The storage equation also tilts decisively toward the M5 Air. Apple doubled the base configuration to 512GB, up from the 256GB that previous generations started with. That increase addresses one of the most persistent criticisms of Apple’s entry-level pricing strategy, particularly as on-device AI models require significant local storage to function properly. Larger machine learning models, extensive photo libraries processed with AI features, and the general expectation that a 2026 laptop should have breathing room all make 512GB feel like the real starting point. The $100 price increase over the previous M4 Air generation is easier to justify when half of it is effectively the cost of storage you would have upgraded to anyway. The Neo’s storage configuration was not surfaced in available reporting, but if it follows typical budget laptop patterns, it likely sits closer to the older 256GB baseline, which immediately creates friction for users planning to lean into Apple’s AI-forward software vision.
The M5 Air launched in March to a relatively muted reception, with early reviews treating it as a competent, predictable update rather than a transformational product. That framing was accurate at the time, because the machine’s value was not yet fully apparent. WWDC changed the story by revealing what the M5 was actually designed to do. The real product was never just the laptop; it was the laptop as a vessel for a more intelligent operating system. The Neo, by contrast, remains a strong value for users whose needs are defined by today’s software, but it starts to look underpowered the moment you project forward even a year.
The MacBook Air M5 is where Apple’s 2026 Mac story begins to feel aligned with its software ambitions. It is not the cheapest way into the ecosystem, but it may be the cheapest way to avoid compromise as macOS 27 arrives this fall. The Neo has its place, but for anyone planning to live on this machine for the next three to five years, the M5 Air is the safer, smarter, and ultimately more cost-effective choice. You can preorder both machines now through Apple’s website, but only one of them feels like it was built for the operating system Apple just announced.

**Data for pointing to referring expressions:**
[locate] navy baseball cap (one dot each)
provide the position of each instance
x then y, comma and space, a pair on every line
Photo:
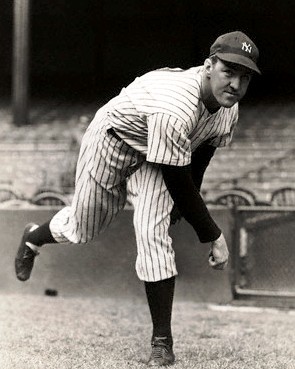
236, 47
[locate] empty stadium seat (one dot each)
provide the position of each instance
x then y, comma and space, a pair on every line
235, 197
284, 196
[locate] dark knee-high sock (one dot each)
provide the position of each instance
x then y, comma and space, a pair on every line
160, 299
41, 235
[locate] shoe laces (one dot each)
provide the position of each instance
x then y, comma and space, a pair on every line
29, 253
158, 347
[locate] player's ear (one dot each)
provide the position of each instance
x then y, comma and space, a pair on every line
208, 66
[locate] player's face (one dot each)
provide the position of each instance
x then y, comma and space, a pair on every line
228, 83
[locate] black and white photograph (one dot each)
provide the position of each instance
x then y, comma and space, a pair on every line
147, 195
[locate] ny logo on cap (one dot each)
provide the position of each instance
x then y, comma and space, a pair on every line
246, 47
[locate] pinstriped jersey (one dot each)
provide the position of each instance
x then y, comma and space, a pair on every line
161, 115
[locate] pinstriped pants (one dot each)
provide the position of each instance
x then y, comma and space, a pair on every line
105, 166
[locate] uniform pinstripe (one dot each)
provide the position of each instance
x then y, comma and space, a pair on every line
160, 119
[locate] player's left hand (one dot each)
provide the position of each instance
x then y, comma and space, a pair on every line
218, 257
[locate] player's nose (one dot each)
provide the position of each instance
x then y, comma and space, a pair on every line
235, 83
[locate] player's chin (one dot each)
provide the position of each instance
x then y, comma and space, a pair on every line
229, 101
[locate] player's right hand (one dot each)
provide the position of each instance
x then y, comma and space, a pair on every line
218, 257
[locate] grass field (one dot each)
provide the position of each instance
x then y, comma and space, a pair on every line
40, 332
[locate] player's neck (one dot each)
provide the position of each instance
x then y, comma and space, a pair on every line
207, 97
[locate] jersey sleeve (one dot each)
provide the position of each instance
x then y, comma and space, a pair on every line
168, 142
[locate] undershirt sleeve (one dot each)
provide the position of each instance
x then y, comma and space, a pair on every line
187, 198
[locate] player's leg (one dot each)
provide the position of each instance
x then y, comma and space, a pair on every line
155, 263
100, 193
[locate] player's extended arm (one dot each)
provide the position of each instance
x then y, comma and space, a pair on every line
185, 194
200, 160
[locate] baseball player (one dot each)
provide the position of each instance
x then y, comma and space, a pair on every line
158, 135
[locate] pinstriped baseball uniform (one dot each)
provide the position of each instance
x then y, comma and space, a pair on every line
158, 119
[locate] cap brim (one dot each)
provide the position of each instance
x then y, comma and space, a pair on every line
238, 59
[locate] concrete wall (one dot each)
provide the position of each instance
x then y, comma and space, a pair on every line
105, 267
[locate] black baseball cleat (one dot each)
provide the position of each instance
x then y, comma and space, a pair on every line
162, 353
24, 260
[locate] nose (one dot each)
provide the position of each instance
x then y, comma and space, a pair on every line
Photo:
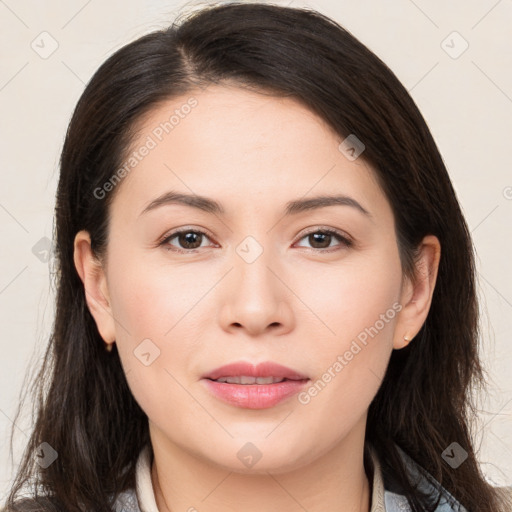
256, 298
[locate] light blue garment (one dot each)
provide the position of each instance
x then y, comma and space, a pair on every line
386, 501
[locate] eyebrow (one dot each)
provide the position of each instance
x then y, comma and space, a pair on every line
209, 205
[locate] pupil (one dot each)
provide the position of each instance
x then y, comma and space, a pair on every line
319, 237
188, 239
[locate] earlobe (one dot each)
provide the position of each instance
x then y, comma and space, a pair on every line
417, 294
93, 277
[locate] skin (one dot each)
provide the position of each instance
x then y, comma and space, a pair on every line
296, 304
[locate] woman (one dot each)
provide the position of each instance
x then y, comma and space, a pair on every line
266, 291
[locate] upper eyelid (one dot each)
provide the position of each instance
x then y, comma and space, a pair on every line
309, 231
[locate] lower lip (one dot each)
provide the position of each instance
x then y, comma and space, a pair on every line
255, 396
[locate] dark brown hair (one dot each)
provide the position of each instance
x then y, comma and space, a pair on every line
84, 408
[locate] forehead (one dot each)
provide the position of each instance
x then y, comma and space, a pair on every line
233, 144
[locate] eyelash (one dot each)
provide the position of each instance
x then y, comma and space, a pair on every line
345, 241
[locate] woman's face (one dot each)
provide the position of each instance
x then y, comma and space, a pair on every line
257, 280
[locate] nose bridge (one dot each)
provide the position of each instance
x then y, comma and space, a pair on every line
256, 298
256, 283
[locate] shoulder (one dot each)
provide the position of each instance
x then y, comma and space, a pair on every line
506, 494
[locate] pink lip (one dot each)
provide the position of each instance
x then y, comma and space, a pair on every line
265, 369
255, 396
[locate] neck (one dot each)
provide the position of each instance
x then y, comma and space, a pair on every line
336, 480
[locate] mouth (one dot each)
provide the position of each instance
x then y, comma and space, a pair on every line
249, 380
254, 387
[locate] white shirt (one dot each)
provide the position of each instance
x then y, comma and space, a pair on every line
142, 498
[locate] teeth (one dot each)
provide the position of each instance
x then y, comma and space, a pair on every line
250, 380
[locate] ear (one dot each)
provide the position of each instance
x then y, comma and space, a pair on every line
416, 295
92, 274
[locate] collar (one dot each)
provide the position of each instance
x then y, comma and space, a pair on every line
142, 498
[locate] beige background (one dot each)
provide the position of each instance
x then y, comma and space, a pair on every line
465, 96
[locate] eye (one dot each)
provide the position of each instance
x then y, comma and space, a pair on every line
321, 239
188, 239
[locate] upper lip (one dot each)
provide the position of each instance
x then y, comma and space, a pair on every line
265, 369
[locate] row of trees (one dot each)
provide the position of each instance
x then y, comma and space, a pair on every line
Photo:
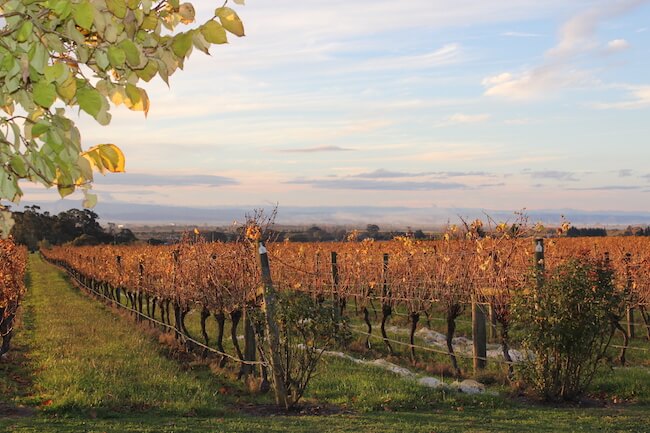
79, 227
13, 261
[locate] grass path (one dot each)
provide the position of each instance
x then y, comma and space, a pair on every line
81, 368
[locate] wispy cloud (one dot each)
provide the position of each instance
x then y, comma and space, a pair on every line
560, 69
552, 174
378, 185
462, 119
522, 34
143, 179
387, 174
317, 149
445, 55
638, 97
617, 45
606, 188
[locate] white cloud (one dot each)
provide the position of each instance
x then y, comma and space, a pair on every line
521, 34
461, 118
446, 55
617, 45
639, 97
560, 69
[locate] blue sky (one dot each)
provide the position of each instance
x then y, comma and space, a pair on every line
465, 103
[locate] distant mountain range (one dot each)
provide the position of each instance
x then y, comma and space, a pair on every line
134, 213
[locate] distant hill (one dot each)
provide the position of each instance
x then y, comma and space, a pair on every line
123, 212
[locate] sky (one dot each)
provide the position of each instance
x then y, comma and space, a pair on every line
500, 104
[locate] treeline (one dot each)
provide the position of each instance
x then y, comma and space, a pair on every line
78, 227
318, 234
636, 231
575, 232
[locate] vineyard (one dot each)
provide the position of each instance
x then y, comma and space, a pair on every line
406, 277
13, 260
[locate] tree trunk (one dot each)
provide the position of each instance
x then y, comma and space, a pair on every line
366, 318
415, 317
386, 311
221, 321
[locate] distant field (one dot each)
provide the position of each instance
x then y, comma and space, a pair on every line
79, 366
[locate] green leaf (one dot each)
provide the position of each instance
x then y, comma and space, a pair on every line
40, 128
53, 72
182, 44
148, 72
18, 165
44, 94
131, 52
214, 32
6, 223
117, 7
116, 56
9, 186
68, 89
65, 190
24, 31
230, 21
89, 100
84, 14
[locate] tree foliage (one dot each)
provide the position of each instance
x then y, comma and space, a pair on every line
33, 228
61, 56
567, 325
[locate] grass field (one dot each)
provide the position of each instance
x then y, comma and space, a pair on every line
78, 366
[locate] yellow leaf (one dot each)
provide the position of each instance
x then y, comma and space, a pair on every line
230, 21
106, 157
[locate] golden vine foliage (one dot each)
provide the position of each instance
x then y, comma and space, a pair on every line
13, 260
419, 274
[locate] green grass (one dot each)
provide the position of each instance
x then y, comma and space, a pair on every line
81, 367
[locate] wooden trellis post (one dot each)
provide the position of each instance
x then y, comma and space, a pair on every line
479, 335
272, 332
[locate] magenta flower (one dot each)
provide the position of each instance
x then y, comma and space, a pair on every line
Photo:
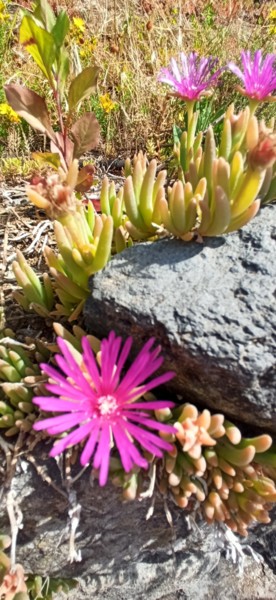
101, 403
194, 76
258, 75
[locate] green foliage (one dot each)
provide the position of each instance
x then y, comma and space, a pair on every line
43, 35
46, 588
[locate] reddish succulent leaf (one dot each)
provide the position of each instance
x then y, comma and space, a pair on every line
85, 178
85, 133
31, 107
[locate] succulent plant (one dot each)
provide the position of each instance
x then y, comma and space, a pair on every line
35, 294
84, 245
143, 192
112, 205
214, 469
20, 379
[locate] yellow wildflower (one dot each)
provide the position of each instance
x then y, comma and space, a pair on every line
7, 112
106, 103
4, 16
272, 19
78, 24
88, 48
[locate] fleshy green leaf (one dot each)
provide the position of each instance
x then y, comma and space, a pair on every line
39, 43
60, 28
82, 86
44, 13
31, 107
62, 70
85, 133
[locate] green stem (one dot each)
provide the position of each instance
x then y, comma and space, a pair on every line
253, 105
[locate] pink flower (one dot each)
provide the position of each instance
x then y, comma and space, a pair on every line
100, 405
258, 76
191, 80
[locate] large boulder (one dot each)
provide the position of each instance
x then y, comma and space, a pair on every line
125, 557
212, 308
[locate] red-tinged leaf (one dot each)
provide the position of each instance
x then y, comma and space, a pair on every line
31, 107
85, 133
82, 86
96, 204
85, 178
49, 158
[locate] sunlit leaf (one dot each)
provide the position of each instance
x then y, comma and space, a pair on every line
85, 133
31, 107
44, 13
63, 70
49, 158
60, 28
82, 86
39, 43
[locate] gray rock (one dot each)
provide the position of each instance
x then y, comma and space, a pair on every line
125, 557
212, 308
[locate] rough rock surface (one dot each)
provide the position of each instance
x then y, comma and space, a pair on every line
125, 557
212, 308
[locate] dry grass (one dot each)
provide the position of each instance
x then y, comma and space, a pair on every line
133, 39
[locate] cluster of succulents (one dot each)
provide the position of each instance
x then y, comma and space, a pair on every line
216, 471
20, 380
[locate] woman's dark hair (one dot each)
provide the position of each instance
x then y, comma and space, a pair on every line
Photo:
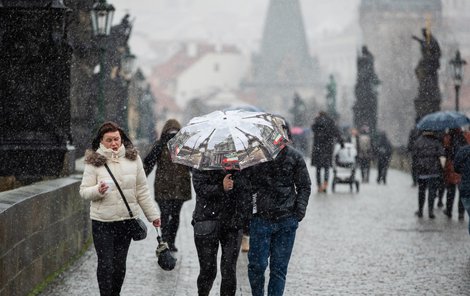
109, 127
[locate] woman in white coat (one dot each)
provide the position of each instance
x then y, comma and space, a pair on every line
110, 218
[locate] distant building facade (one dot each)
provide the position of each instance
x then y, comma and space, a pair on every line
197, 70
456, 17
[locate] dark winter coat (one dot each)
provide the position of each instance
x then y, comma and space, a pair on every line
325, 135
282, 186
383, 148
232, 208
172, 181
462, 167
427, 150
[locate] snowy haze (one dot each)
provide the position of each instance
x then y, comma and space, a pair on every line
237, 22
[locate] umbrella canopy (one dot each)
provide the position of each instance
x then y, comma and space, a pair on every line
442, 120
233, 139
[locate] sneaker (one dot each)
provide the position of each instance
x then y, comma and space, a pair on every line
447, 213
245, 243
172, 248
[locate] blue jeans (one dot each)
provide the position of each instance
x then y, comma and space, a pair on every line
273, 240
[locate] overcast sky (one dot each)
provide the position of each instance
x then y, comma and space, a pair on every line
238, 22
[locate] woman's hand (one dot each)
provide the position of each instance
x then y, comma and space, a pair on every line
228, 182
102, 188
157, 222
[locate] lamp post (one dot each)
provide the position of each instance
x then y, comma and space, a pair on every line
127, 65
457, 74
101, 19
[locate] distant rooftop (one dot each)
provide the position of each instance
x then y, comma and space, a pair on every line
402, 5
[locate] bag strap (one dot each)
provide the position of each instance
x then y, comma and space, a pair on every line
120, 191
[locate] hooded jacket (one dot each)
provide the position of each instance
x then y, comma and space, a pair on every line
427, 149
172, 180
232, 208
282, 186
127, 168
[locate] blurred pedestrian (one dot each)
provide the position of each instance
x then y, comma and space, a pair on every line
383, 151
172, 183
223, 208
111, 222
282, 187
364, 153
325, 135
453, 141
462, 167
414, 133
430, 158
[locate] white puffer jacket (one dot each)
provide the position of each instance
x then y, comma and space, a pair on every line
127, 168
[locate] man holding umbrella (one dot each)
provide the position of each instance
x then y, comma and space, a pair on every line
221, 147
282, 188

**EXERCISE DESCRIPTION:** Which things does the MacBook comparison text name as making 512GB feel like the real starting point? List them all. The material isn't needed for anything here.

**EXERCISE RESPONSE:**
- Larger machine learning models
- Extensive photo libraries processed with AI features
- The general expectation that a 2026 laptop should have breathing room